▶ [DOKUMENTTEXT]
• • • • • • •

Lage der Kurden in der Türkei "Ich will in einem Rechtsstaat leben"
In ihrer Heimat sehen viele türkische Kurden keine Perspektive mehr - vor allem seit der Wiederwahl Erdogans vor einem Jahr. In Deutschland stellen sie eine der größten Gruppen unter den Asylbewerbern.
"Eins, zwei, drei, kick!", ruft Tanzlehrerin Nazli Barutçu und klatscht dabei in die Hände. Die junge Frau trägt ihre langen braunen Haare zu einem Pferdeschwanz und beobachtet mit ernster Miene, wie ihre Schülerinnen und Schüler sich im Takt amerikanischer Swingklassiker bewegen. "Das war gar nicht schlecht", murmelt sie schließlich und steigt selbst mit ein. Seit fünf Jahren unterrichtet Barutçu mittlerweile Lindy-Hop-Kurse.
2019 zog sie wegen der Liebe aus Istanbul nach Diyarbakir, im Südosten der Türkei, und baute mit ihrem kurdischen Ehemann, einem Programmierer, ihre kleine Tanzschule auf. In Diyarbakir war das damals etwas ganz Neues. Die Region ist bekannt für ihren traditionellen Tanz Halay, der nicht nur auf Hochzeiten getanzt wird, sondern auf fast allen Festen, selbst auf politischen Kundgebungen.

• • • • • • •

▶ [BEREITGESTELLTE DATEN]
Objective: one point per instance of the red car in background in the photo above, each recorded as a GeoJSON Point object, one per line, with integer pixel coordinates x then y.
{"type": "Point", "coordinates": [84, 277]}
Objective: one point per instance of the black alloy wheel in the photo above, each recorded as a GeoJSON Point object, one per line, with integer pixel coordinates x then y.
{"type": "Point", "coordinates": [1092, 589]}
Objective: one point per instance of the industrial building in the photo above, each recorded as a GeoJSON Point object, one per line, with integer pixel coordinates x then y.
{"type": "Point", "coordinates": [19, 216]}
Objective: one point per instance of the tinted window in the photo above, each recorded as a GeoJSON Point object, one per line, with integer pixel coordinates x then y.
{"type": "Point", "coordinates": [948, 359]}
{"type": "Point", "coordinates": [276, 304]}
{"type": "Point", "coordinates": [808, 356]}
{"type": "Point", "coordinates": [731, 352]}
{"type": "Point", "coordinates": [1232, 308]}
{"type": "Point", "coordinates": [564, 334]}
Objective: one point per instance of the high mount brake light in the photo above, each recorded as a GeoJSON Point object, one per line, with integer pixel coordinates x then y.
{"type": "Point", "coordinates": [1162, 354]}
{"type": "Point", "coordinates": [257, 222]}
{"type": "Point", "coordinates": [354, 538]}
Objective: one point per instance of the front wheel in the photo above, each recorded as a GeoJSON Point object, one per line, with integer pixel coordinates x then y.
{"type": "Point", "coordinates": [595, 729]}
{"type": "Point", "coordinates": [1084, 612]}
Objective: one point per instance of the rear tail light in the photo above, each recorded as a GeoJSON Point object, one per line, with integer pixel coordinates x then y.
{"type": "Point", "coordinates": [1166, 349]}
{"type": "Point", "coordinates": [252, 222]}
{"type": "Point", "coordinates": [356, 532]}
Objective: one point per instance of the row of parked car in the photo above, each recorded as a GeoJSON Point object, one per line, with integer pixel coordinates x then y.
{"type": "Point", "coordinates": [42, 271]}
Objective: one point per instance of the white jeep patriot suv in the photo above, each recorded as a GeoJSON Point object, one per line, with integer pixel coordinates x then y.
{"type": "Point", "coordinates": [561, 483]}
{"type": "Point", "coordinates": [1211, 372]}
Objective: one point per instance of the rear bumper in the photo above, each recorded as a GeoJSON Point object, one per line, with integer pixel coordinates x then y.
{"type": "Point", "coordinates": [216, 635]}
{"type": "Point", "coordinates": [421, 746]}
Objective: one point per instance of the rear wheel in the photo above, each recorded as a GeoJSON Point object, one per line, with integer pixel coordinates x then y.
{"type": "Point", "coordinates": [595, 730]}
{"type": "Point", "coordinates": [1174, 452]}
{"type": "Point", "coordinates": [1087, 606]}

• • • • • • •

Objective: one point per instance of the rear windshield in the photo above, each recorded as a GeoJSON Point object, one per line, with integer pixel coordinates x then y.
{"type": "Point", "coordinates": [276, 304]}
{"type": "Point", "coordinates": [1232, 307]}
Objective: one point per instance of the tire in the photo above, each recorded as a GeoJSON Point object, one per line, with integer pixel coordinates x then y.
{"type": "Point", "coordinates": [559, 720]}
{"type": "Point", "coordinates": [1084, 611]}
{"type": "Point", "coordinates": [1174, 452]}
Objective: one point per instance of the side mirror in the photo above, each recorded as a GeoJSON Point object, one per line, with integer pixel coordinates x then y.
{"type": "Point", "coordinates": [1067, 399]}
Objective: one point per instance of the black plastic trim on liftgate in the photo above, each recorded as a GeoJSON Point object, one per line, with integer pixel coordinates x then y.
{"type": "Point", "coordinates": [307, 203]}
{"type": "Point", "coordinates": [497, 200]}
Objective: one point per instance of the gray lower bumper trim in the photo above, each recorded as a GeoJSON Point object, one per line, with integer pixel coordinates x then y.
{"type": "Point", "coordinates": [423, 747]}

• • • • • • •

▶ [SCHRIFTLICHE AUFGABE]
Schreiben Sie aus dem Text über die Lage der Kurden in der Türkei die Passage wortgetreu ab, beginnend bei „In ihrer Heimat“ und endend bei „unter den Asylbewerbern.“.

▶ [LÖSUNG SIEHE UNTEN]
In ihrer Heimat sehen viele türkische Kurden keine Perspektive mehr - vor allem seit der Wiederwahl Erdogans vor einem Jahr. In Deutschland stellen sie eine der größten Gruppen unter den Asylbewerbern.